=== MATERIAL FOR THIS EXERCISE ===
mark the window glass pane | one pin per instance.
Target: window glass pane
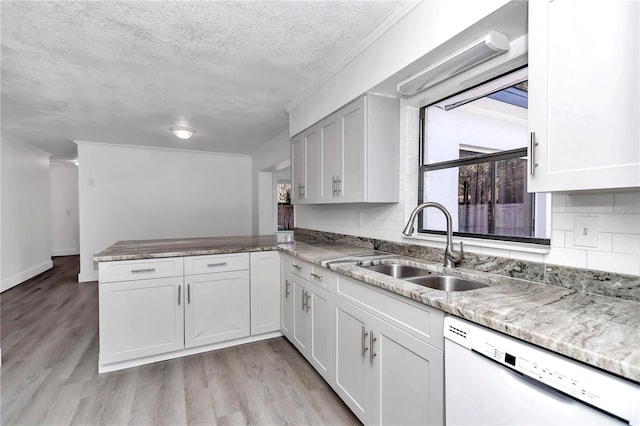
(486, 125)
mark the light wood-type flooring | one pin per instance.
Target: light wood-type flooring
(49, 374)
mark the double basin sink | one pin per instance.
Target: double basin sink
(425, 278)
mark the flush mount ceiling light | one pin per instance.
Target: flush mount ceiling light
(183, 132)
(473, 54)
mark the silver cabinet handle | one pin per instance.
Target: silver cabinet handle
(363, 340)
(371, 340)
(532, 153)
(304, 299)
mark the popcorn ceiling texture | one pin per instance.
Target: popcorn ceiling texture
(124, 72)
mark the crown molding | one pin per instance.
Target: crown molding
(389, 21)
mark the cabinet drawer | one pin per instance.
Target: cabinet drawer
(300, 268)
(320, 276)
(425, 323)
(128, 270)
(194, 265)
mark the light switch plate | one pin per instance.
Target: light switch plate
(585, 231)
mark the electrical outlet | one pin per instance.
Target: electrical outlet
(585, 231)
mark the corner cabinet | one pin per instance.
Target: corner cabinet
(156, 309)
(350, 156)
(584, 108)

=== TASK REQUIREMENTS ===
What you return must be the lines above that run from the line with "Target: popcorn ceiling texture" to the line with "mark the light switch", inclusive, each copied exactly.

=== RESPONSE BELOW ===
Target: popcorn ceiling texture
(124, 72)
mark the crown molding | one pin per instance.
Target: crown molding
(389, 21)
mark the cabinet drawer | one pin per instance.
Target: cabinet drawer
(300, 268)
(320, 276)
(425, 323)
(128, 270)
(194, 265)
mark the light switch plate | one pin per instance.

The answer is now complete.